I'm going to introduce you to these two concepts side-by-side, so you can see how useful they are.

The key difference between these two concepts is ordering. With **Permutations**, you focus on **lists** of elements where their order matters.

For example, I was born in **1977**. That's number **1** followed by number **9**, followed by number **7**, followed by number **7**. In that particular order.

If I change the order to **7917** instead, that would be a completely different year. Thus, the order **matters**.

With **Combinations** on the other hand, the focus is on **groups** of elements where the order does **not** matter.

Like my cup of coffee is a combination of **coffee**, **sugar** and **water**. It doesn't matter which order I add these ingredients are in. There may as well be **water**, **sugar** and **coffee**, it's still the same cup of coffee. Thus, the order does **not** matter.

Now let's take a closer look at these concepts.

## Part 1: Permutations

### Permutations Where Repetition is Allowed

Imagine you got a new phone. As you start using this new phone, at some point you will be asked to set up a password.

**Record extracts:**
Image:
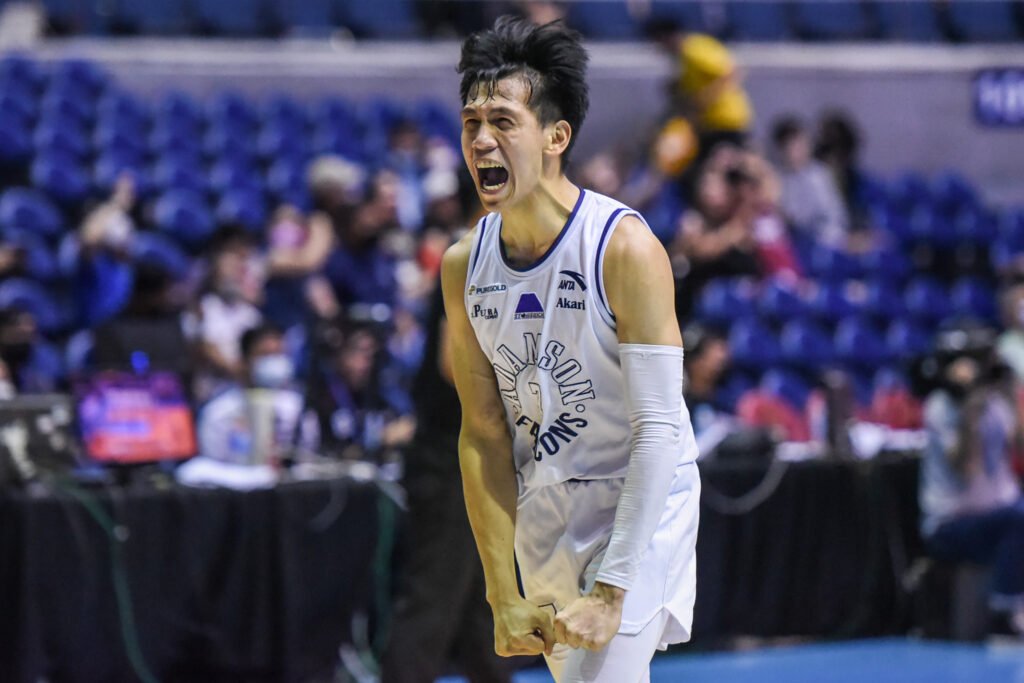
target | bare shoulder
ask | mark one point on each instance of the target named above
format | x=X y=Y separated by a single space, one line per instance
x=633 y=247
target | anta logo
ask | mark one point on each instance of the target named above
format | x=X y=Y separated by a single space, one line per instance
x=529 y=307
x=480 y=290
x=570 y=304
x=574 y=281
x=485 y=312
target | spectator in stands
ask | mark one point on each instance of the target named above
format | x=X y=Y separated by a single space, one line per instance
x=717 y=237
x=150 y=333
x=358 y=414
x=297 y=250
x=810 y=201
x=226 y=308
x=103 y=273
x=33 y=365
x=708 y=91
x=1011 y=343
x=837 y=144
x=262 y=419
x=440 y=609
x=972 y=510
x=360 y=269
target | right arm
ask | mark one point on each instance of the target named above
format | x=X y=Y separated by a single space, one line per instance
x=488 y=470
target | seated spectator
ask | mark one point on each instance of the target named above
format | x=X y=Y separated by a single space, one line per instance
x=226 y=308
x=972 y=510
x=152 y=326
x=357 y=418
x=32 y=365
x=262 y=419
x=717 y=238
x=103 y=273
x=359 y=269
x=297 y=249
x=810 y=200
x=1011 y=343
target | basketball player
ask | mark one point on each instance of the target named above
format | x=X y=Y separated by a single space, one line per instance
x=577 y=454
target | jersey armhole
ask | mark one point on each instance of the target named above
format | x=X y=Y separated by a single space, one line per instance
x=602 y=244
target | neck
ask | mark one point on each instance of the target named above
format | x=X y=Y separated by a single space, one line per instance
x=531 y=224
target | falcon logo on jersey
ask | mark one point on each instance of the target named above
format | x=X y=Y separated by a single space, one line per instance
x=529 y=307
x=574 y=281
x=475 y=290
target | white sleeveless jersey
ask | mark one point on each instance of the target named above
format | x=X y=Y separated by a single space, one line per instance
x=550 y=336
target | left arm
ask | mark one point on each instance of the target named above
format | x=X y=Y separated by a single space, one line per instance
x=641 y=292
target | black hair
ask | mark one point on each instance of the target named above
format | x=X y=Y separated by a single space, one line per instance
x=550 y=57
x=255 y=335
x=784 y=129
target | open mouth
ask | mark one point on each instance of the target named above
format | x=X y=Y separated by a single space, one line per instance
x=493 y=175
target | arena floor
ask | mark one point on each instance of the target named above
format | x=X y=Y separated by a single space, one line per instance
x=888 y=660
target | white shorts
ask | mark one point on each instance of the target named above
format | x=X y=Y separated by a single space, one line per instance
x=562 y=531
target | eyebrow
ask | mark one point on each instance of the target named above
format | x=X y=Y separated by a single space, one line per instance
x=469 y=110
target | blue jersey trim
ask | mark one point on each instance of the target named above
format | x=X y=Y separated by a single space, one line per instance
x=598 y=279
x=551 y=249
x=479 y=243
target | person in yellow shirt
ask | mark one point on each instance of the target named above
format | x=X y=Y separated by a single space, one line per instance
x=709 y=104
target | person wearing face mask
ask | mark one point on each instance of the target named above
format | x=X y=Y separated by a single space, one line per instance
x=262 y=420
x=226 y=308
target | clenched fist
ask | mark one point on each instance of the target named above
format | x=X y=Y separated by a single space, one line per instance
x=590 y=622
x=522 y=628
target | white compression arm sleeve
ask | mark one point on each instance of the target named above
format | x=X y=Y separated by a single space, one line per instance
x=653 y=377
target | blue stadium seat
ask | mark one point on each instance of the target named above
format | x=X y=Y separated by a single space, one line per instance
x=23 y=294
x=988 y=22
x=884 y=299
x=171 y=174
x=79 y=79
x=18 y=104
x=237 y=18
x=159 y=251
x=40 y=262
x=603 y=19
x=975 y=298
x=67 y=139
x=60 y=177
x=282 y=112
x=835 y=264
x=759 y=22
x=781 y=301
x=926 y=300
x=380 y=18
x=859 y=344
x=834 y=300
x=806 y=345
x=226 y=175
x=788 y=386
x=278 y=141
x=15 y=141
x=185 y=216
x=908 y=20
x=22 y=71
x=726 y=300
x=243 y=207
x=161 y=17
x=752 y=344
x=906 y=340
x=25 y=209
x=832 y=19
x=884 y=263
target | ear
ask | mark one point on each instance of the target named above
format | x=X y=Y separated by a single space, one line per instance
x=559 y=134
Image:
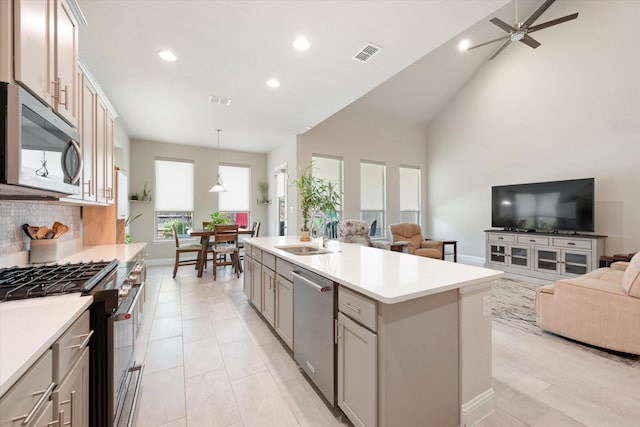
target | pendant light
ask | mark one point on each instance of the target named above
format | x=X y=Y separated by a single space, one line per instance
x=218 y=187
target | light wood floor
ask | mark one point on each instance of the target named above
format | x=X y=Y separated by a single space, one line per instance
x=211 y=361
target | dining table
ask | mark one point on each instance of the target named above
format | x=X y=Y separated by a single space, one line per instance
x=205 y=235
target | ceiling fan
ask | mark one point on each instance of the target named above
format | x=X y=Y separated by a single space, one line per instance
x=521 y=30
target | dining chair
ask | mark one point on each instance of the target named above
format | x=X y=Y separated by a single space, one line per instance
x=186 y=248
x=225 y=242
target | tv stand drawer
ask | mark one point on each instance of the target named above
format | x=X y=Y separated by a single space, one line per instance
x=572 y=243
x=534 y=240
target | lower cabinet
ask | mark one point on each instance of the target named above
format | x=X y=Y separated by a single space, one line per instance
x=269 y=297
x=72 y=396
x=357 y=372
x=284 y=310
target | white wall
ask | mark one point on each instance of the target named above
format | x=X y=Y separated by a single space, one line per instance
x=283 y=155
x=355 y=135
x=569 y=109
x=143 y=154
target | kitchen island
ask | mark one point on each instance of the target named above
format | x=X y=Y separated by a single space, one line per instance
x=412 y=334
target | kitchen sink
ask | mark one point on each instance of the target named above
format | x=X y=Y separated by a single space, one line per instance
x=303 y=250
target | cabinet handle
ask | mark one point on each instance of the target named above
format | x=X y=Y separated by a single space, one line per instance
x=36 y=408
x=86 y=340
x=350 y=307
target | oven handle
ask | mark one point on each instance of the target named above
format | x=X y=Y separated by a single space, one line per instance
x=129 y=314
x=36 y=408
x=78 y=151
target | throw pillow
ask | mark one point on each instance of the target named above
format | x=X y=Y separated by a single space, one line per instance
x=631 y=279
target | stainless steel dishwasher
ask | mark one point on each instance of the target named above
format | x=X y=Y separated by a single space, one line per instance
x=313 y=329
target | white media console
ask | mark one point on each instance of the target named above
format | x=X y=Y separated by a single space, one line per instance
x=543 y=255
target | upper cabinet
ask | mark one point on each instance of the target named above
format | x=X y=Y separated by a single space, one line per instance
x=46 y=53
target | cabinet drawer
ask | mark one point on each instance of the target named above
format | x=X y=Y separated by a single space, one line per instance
x=256 y=254
x=357 y=307
x=284 y=268
x=572 y=243
x=534 y=240
x=69 y=347
x=494 y=237
x=269 y=260
x=27 y=392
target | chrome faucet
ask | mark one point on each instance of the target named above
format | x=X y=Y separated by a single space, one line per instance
x=325 y=238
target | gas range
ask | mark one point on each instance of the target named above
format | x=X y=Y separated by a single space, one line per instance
x=46 y=280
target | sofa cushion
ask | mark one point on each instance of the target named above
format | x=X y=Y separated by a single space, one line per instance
x=631 y=279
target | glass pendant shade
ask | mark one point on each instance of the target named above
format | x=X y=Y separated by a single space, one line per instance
x=218 y=187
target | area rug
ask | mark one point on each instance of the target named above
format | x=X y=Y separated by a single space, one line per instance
x=513 y=303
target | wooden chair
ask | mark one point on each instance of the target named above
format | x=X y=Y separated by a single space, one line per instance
x=225 y=242
x=184 y=249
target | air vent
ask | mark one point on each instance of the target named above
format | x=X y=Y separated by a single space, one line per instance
x=219 y=100
x=367 y=52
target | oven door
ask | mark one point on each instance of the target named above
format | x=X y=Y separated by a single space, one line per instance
x=126 y=377
x=42 y=150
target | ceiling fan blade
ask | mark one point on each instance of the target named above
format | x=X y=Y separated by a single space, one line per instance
x=489 y=42
x=507 y=43
x=530 y=41
x=500 y=23
x=552 y=22
x=537 y=13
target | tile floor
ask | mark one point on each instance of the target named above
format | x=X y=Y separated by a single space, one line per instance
x=210 y=360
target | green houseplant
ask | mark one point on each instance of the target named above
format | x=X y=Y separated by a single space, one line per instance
x=218 y=218
x=315 y=195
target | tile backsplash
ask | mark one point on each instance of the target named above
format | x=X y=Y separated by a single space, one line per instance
x=15 y=213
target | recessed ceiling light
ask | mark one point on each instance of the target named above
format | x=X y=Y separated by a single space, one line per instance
x=167 y=55
x=464 y=44
x=273 y=83
x=301 y=43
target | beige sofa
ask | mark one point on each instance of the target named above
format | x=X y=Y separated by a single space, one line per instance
x=600 y=308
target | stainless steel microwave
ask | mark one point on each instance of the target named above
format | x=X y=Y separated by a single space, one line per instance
x=41 y=152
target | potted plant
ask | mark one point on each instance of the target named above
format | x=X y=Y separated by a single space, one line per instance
x=316 y=195
x=218 y=218
x=263 y=187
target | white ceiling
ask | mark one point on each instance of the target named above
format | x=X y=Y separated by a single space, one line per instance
x=231 y=48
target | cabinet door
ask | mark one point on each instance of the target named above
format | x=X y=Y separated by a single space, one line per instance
x=88 y=99
x=269 y=295
x=33 y=46
x=72 y=396
x=108 y=155
x=246 y=284
x=284 y=310
x=101 y=150
x=256 y=287
x=357 y=372
x=66 y=61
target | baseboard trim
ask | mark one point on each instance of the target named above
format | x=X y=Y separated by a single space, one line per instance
x=477 y=408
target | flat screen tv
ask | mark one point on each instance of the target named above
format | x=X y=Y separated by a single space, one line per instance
x=545 y=206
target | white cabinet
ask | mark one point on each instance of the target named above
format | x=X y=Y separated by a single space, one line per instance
x=544 y=255
x=46 y=53
x=357 y=372
x=269 y=295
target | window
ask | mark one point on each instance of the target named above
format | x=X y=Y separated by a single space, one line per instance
x=174 y=197
x=330 y=169
x=410 y=194
x=372 y=196
x=235 y=202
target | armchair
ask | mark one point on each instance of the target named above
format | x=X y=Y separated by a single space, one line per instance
x=417 y=245
x=357 y=231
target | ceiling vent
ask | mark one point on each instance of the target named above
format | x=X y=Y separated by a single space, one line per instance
x=367 y=52
x=219 y=100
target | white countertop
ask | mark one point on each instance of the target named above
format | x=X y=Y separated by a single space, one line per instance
x=122 y=252
x=386 y=276
x=29 y=327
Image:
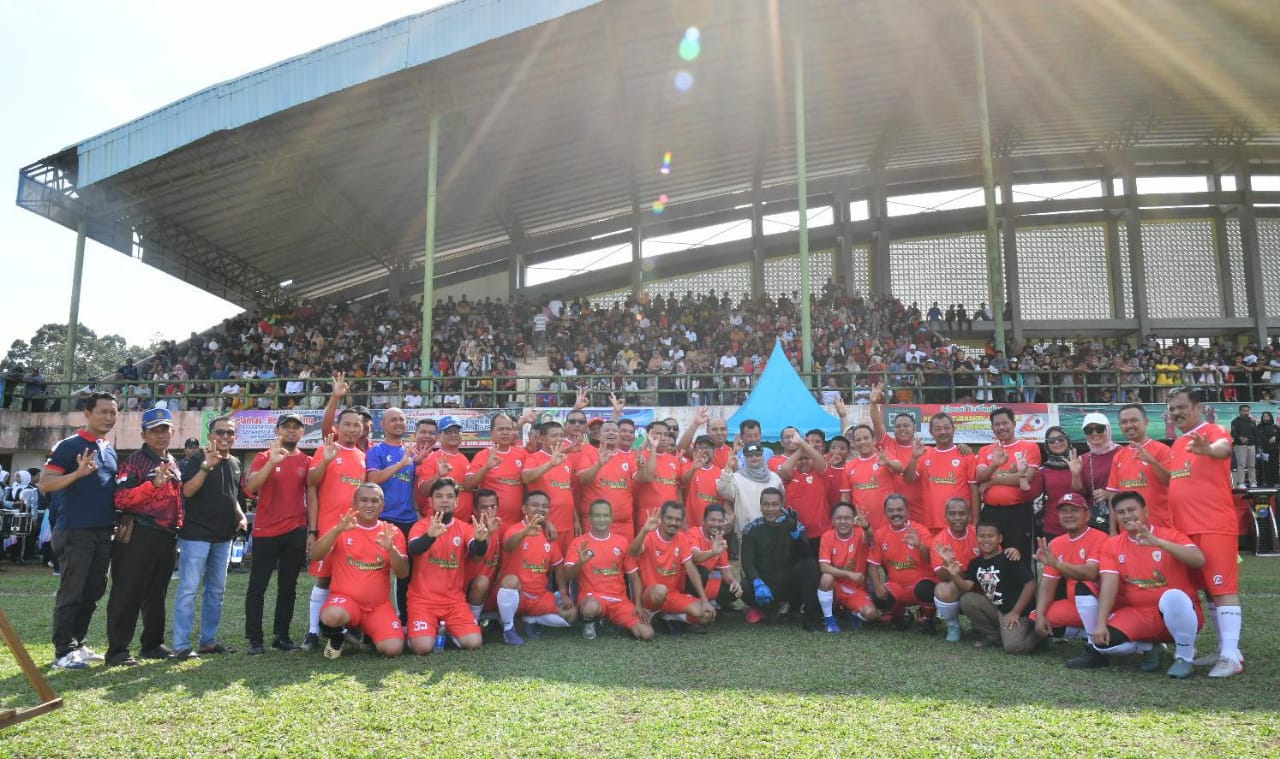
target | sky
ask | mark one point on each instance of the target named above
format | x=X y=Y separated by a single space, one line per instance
x=77 y=68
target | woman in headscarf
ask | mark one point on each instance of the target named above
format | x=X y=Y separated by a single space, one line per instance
x=1057 y=475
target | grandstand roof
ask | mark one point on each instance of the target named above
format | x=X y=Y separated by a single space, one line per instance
x=557 y=113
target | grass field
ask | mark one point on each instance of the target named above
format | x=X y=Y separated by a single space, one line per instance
x=740 y=691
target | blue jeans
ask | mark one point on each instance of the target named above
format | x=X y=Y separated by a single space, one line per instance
x=200 y=562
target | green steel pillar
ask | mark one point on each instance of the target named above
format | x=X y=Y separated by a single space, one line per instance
x=433 y=149
x=995 y=277
x=803 y=191
x=73 y=320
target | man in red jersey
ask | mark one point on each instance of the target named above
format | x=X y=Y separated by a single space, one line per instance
x=278 y=478
x=1146 y=591
x=499 y=470
x=805 y=476
x=442 y=547
x=871 y=478
x=899 y=446
x=1201 y=503
x=700 y=480
x=658 y=479
x=337 y=470
x=901 y=558
x=530 y=559
x=1070 y=609
x=611 y=478
x=662 y=553
x=1008 y=474
x=842 y=562
x=711 y=556
x=551 y=471
x=447 y=461
x=604 y=571
x=944 y=471
x=364 y=552
x=1142 y=466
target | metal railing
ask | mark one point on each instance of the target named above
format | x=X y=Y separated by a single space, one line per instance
x=644 y=389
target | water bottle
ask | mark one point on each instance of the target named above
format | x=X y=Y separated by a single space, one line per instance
x=238 y=549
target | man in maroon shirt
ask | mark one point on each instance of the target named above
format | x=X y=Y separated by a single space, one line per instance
x=278 y=476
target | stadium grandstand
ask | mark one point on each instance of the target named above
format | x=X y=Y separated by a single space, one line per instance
x=1069 y=202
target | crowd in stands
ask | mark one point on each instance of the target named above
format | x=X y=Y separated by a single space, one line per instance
x=667 y=351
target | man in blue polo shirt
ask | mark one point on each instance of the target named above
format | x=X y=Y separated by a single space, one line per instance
x=82 y=471
x=391 y=465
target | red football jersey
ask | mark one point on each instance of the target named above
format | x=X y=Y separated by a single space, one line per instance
x=901 y=563
x=1082 y=549
x=1130 y=474
x=440 y=574
x=606 y=572
x=1200 y=487
x=1146 y=572
x=361 y=568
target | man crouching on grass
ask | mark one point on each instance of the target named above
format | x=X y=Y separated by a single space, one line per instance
x=364 y=552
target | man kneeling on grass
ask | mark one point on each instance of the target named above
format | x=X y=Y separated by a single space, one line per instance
x=604 y=570
x=997 y=594
x=362 y=552
x=1146 y=594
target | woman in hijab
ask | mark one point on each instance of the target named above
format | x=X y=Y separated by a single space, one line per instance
x=1266 y=439
x=1096 y=469
x=1057 y=469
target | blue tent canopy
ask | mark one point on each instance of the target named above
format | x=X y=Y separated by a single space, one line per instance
x=781 y=399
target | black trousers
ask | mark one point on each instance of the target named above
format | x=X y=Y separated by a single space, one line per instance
x=140 y=581
x=795 y=583
x=1018 y=525
x=286 y=556
x=83 y=557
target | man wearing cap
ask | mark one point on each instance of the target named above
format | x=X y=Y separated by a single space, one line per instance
x=278 y=478
x=210 y=520
x=82 y=470
x=149 y=495
x=391 y=465
x=1070 y=609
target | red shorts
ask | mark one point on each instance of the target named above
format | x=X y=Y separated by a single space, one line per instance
x=535 y=604
x=380 y=622
x=1146 y=622
x=618 y=611
x=1221 y=571
x=425 y=617
x=853 y=598
x=320 y=568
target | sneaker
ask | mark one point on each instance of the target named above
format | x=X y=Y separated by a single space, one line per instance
x=69 y=661
x=1226 y=667
x=284 y=644
x=1089 y=658
x=88 y=654
x=122 y=659
x=1150 y=661
x=160 y=652
x=1182 y=670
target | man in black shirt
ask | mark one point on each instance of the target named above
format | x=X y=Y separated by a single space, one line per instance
x=211 y=516
x=997 y=595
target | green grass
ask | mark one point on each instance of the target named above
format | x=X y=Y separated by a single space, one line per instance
x=739 y=691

**Parts of the exercise:**
**1.** Reproduce the stretch from "If I change" through "Thus, the order does **not** matter." in the permutations and combinations text above.
**2.** According to the permutations and combinations text, what is the key difference between the two concepts?

**Per-task outputs:**
**1.**
If I change the order to **7917** instead, that would be a completely different year. Thus, the order **matters**.

With **Combinations** on the other hand, the focus is on **groups** of elements where the order does **not** matter.

Like my cup of coffee is a combination of **coffee**, **sugar** and **water**. It doesn't matter which order I add these ingredients are in. There may as well be **water**, **sugar** and **coffee**, it's still the same cup of coffee. Thus, the order does **not** matter.

**2.** Ordering: with permutations the order of elements matters, while with combinations it does not.